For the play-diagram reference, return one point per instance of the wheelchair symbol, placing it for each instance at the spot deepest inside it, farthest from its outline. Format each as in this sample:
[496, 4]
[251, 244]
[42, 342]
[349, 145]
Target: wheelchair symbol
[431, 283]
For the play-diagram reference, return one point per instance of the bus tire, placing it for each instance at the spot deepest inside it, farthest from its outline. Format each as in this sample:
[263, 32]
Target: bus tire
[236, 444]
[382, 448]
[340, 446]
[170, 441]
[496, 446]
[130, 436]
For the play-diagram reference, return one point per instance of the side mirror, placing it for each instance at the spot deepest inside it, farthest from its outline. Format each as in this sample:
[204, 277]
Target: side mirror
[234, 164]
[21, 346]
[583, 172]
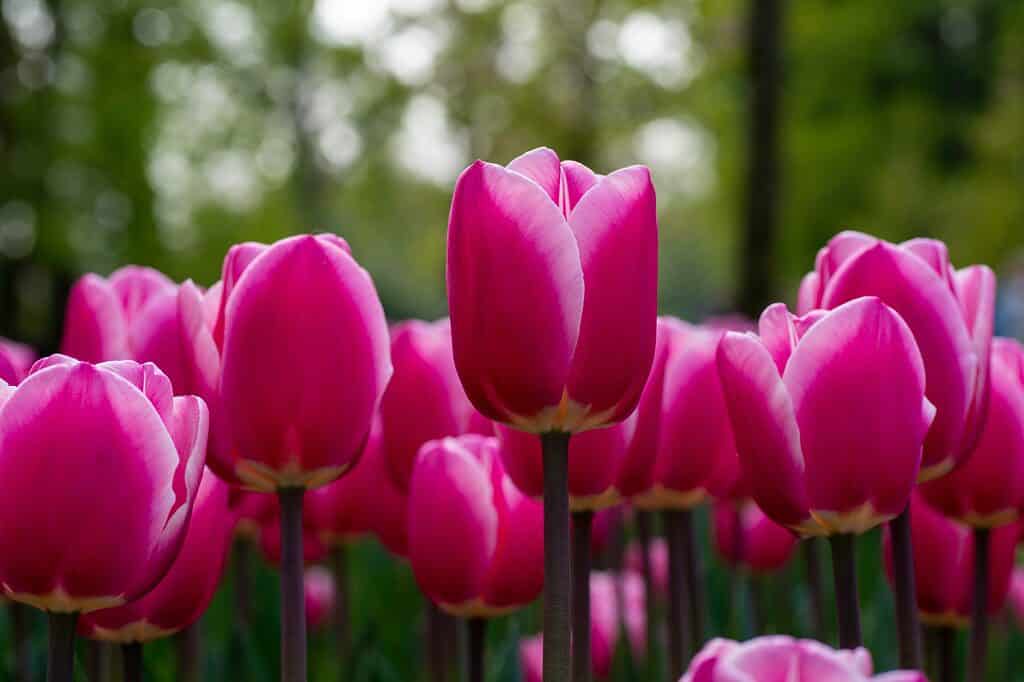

================================

Retype all entries above verbatim; no pictures belong in the copy.

For the play-diagram reference, return one point per instance of the wheelchair symbol, placing it for each instance at the spot deepest inside it, farthest from its outline. Format each as in this sample:
[496, 4]
[251, 244]
[42, 342]
[349, 145]
Target: wheelchair symbol
[431, 283]
For the play-diagram reference, return one point per instance of the bus tire, placing it for each instance at the spot deepest inside it, farthest from its outline. Format each as in this sample:
[263, 32]
Target: bus tire
[236, 444]
[382, 448]
[340, 446]
[170, 441]
[496, 446]
[130, 436]
For the play-diagram reference, return one point per instance of the side mirror, placing it for each instance at the spot deepest inside it, farthest from its outline. Format each as in this sample:
[204, 277]
Target: side mirror
[234, 164]
[21, 346]
[583, 172]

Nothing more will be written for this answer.